++++ AANGELEVERDE TEKST

Nieuws Curaçao

Nederlandse consul redde duizenden Joden door ze naar Curaçao te sturen

ROTTERDAM – Rotterdammer Jan Zwartendijk (1896-1976) redde tijdens de Tweede Wereldoorlog duizenden Joden het leven. Als honorair consul in Litouwen verstrekte hij in korte tijd grote aantallen visa met als bestemming Curaçao. Daarmee bood hij op de vlucht geslagen Joden een vluchtroute, zo staat te lezen in historiek.net.

Zelf sprak Zwartendijk na de oorlog nauwelijks over zijn activiteiten. Vanaf de jaren zestig raakte zijn verhaal toch bekend. De consul, overlevenden noemen hem dankbaar de Engel van Curaçao, werd echter niet geëerd door het ministerie van Buitenlandse Zaken.

Sterker: hij kreeg in de jaren zestig een reprimande. Zwartendijk had namelijk niet gehandeld volgens de “consulaire richtlijnen”. Dat hij daarmee duizenden Joden redde, deed daarbij kennelijk niet ter zake. Zijn dochter Edith zegt daarover:

“Hij had nooit mogen doen wat hij gedaan had in Litouwen. Hij had zich niet aan de regels gehouden. Om die reden zou hij ook niet onderscheiden worden. Die onderscheiding kon hem niks schelen. Maar dat hij een uitbrander kreeg vond hij vernederend.” dochter Jan Zwartendijk

In zijn nieuwe boek De rechtvaardigen beschrijft Jan Brokken het verhaal van de Nederlandse consul en staat hij stil bij het lot van de Joden die met dank aan de consul Europa wisten te ontvluchten.

Stempelen

L.P.J. de Decker
L.P.J. de Decker (CC0 – Fotocollectie Anefo – wiki)

De in Rotterdam geboren Jan Zwartendijk werkte vanaf 1938 in de Litouwse stad Kaunas als vertegenwoordiger van Philips. Eind mei 1940 verzocht de Nederlandse gezant in de Baltische staten, L.P.J. de Decker, hem namens de regering in ballingschap de leiding over het Nederlandse consulaat op zich te nemen. Zwartendijk zei ja en kon toen nog niet vermoeden hoe druk hij het zou krijgen. Er woonden nauwelijks Nederlanders in Litouwen dus de kans leek niet erg groot dat hij veel visa moest verstrekken. Het zou echter anders lopen.

In Litouwen leefden in deze periode duizenden Joodse vluchtelingen uit het door de nazi’s bezette deel van Polen. Toen Litouwen in juni 1940 bezet werd door de Sovjet-Unie, waanden veel Joden zich ook daar niet meer veilig.

Een van de eerste Joden die zich met een hulpverzoek tot de kersverse consul Zwartendijk wendde, was de uit Nederland afkomstige Peppy Sternheim Lewin. Zij vroeg Zwartendijk of hij haar en haar familie aan uitreisvisa kon helpen. “Ik wil u graag helpen, maar ik heb er geen idee van hoe ik dat moet doen”, luidde het antwoord van de consul.

++++++++
++++ FRAGMENTEN UIT LIJST

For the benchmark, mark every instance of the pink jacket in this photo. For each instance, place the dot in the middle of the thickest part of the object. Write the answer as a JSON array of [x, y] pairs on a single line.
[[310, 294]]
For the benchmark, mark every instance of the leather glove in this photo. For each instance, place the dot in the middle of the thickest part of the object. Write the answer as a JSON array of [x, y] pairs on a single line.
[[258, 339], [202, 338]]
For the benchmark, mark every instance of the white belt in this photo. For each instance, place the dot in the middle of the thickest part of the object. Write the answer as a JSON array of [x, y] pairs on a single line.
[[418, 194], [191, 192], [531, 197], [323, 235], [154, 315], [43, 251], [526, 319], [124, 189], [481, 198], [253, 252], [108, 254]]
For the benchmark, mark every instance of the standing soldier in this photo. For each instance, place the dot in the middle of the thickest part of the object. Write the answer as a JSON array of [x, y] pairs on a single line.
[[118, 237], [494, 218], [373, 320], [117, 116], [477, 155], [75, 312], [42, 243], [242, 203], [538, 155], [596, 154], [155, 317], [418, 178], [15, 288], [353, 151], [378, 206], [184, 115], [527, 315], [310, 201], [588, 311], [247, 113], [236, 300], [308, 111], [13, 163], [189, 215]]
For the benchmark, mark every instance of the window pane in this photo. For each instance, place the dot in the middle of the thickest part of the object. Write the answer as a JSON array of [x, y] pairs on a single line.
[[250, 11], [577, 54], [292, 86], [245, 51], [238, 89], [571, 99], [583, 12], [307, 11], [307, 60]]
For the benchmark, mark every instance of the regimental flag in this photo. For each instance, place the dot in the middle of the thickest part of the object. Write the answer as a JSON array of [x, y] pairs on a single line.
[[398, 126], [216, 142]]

++++++++
++++ FRAGMENTEN UIT LIJST

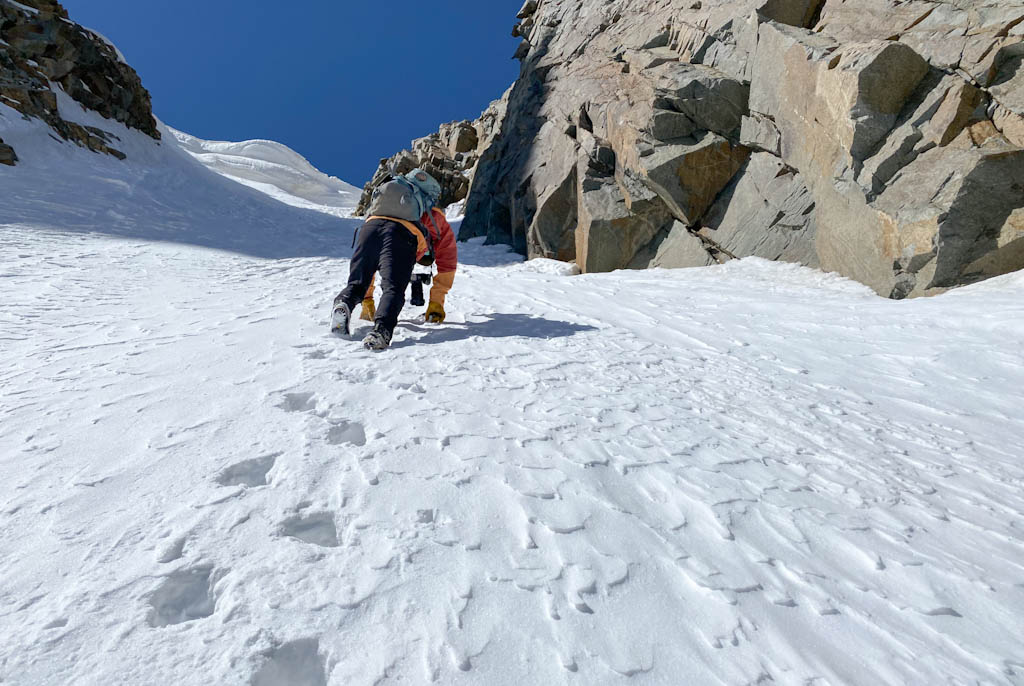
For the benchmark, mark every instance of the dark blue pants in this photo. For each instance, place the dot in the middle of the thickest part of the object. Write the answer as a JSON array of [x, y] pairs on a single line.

++++++++
++++ FRAGMENTEN UIT LIJST

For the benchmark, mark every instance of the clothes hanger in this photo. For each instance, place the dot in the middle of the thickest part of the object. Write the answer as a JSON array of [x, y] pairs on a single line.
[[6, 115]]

++++++++

> WAT GEVRAAGD WORDT
Schrijf alsjeblieft het vervolg van het artikel over consul Jan Zwartendijk, aansluitend op de laatste zin.

> UITVOER OPDRACHT
Lewin nam hierop contact op met gezant L.P.J. de Decker. Per brief vroeg ze de ambassadeur of er een manier was om haar familie te helpen. De gezant opperde vervolgens Curaçao als bestemmingen waarvoor geen visumplicht bestond. De Decker stelde – onterecht – dat de gouverneur van Curaçao aan iedereen die daar per schip arriveerde toestemming kon verlenen daar voor onbepaalde tijd te verblijven.

“De Decker blufte of jokte om het uitzichtloze lot van de Joodse vluchtelingen te verzachten. Hij leek te denken: als ze maar weg zijn uit Europa, dan bestaat er een kans dat ze overleven.”

Jan Brokken

In het paspoort van Peppy Sternheim Lewin schreef de ambassadeur op 11 juli 1940 in het Frans:

“Het Consulaat der Nederlanden in Riga verklaart dat voor de toelating tot Suriname, Curaçao en andere bezittingen van Nederland in Noord- en Zuid-Amerika geen visum vereist is.” Jan Brokken

Lewin reisde vervolgens naar consul Zwartendijk en toonde hem de tekst in haar paspoort. Ze verzocht hem die tekst letterlijk over te nemen in het tijdelijke reisdocument van haar man en in de paspoorten van haar moeder en broer.

Foto van Chiuni Sugihara in het Sugihara House in Litouwen (Foto Chris Rachel Spatz)
Foto van Chiuni Sugihara in het Sugihara House in Litouwen (Foto Chris Rachel Spatz)

Chiune Sugihara

Zwartendijk gaf gehoor aan dat verzoek, maar daarmee was de familie er nog niet. Om Litouwen te verlaten was namelijk een doorreisvisum nodig. Doordat Duitsland de gehele Oostzeekust had afgesloten, was er maar één route: dwars door Rusland over de trans-Siberische spoorlijn naar Vladivostok en dan met de boot naar Japan.

Zwartendijk zette de vluchtelingen daarom per auto af bij de woning van de Japanse consul in Kaunas: Chiune Sugihara (1900-1986). Deze kon met aantekeningen van Zwartendijk in de reisdocumenten uit de voeten. Aangezien voor eindbestemming Curaçao geen inreisvisum benodigd was, was hij als consul gerechtigd een doorreisvisum voor Japan te verstrekken.

Sugihara was zich ervan bewust dat het hier om een fictief reisdoel ging en dat het werkelijke doel vluchten was. Ook Sugihara werd na de oorlog overigens niet beloond voor zijn heldhaftige werk. De Japanse overheid nam hem zijn eigengereide gedrag zeer kwalijk.

Sugihara had Japan opgezadeld met een groot aantal vluchtelingen terwijl hem duidelijk te kennen was gegeven dat hij hen géén papieren mocht verschaffen. In 1947 werd Sugihara ontslagen. Een grote schok voor de consul, zo vertelde zijn oudste zoon Hiroki een kwart eeuw later:

“Hij had verwacht dat hij voor zijn daden beloond zou worden, bijvoorbeeld met een bevordering. Hij had in het belang van Japan gehandeld, hij had de reputatie van zijn land hooggehouden. En minachting viel hem ten deel.” Jan Brokken

Geen restricties

Jan Zwartendijk (Foto NIOD)
Jan Zwartendijk (Foto NIOD)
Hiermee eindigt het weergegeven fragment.